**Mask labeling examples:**
────────

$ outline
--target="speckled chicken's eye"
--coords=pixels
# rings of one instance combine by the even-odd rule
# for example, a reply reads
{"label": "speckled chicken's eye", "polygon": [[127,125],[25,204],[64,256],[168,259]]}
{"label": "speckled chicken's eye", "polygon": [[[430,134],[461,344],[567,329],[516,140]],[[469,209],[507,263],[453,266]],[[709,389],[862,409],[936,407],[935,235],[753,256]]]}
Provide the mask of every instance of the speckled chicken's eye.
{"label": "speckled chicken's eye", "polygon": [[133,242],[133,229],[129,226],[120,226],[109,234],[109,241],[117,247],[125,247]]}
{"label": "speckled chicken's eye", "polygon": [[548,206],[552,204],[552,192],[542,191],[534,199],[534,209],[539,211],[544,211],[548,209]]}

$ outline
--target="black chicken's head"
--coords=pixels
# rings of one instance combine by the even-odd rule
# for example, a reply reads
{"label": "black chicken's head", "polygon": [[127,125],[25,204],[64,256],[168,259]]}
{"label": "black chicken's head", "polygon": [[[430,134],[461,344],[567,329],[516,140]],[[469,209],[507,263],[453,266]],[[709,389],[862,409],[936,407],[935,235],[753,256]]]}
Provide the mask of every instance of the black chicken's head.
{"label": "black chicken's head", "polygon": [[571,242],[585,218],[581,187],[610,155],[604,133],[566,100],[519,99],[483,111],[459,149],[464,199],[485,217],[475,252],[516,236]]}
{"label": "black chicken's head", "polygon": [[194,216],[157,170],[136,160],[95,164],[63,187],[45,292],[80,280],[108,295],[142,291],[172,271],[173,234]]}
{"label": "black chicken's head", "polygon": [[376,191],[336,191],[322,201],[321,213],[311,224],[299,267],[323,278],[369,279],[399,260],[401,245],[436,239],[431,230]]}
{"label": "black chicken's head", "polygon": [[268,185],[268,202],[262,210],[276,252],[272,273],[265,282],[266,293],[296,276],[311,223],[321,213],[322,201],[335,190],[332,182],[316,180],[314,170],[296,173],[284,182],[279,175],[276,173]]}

────────

**Task details:** Pull out every line of the records that contains the word "speckled" and copy each of those lines unchanged.

**Output of the task:**
--target="speckled chicken's eye"
{"label": "speckled chicken's eye", "polygon": [[127,125],[25,204],[64,256],[168,259]]}
{"label": "speckled chicken's eye", "polygon": [[[430,134],[461,344],[567,329],[516,140]],[[469,209],[507,263],[453,266]],[[709,389],[862,409],[936,407],[935,235],[753,256]]]}
Provide the mask of every instance of the speckled chicken's eye.
{"label": "speckled chicken's eye", "polygon": [[133,242],[133,229],[129,226],[120,226],[109,234],[109,241],[117,247],[125,247]]}
{"label": "speckled chicken's eye", "polygon": [[548,206],[552,204],[552,192],[542,191],[534,199],[534,209],[539,211],[544,211],[548,209]]}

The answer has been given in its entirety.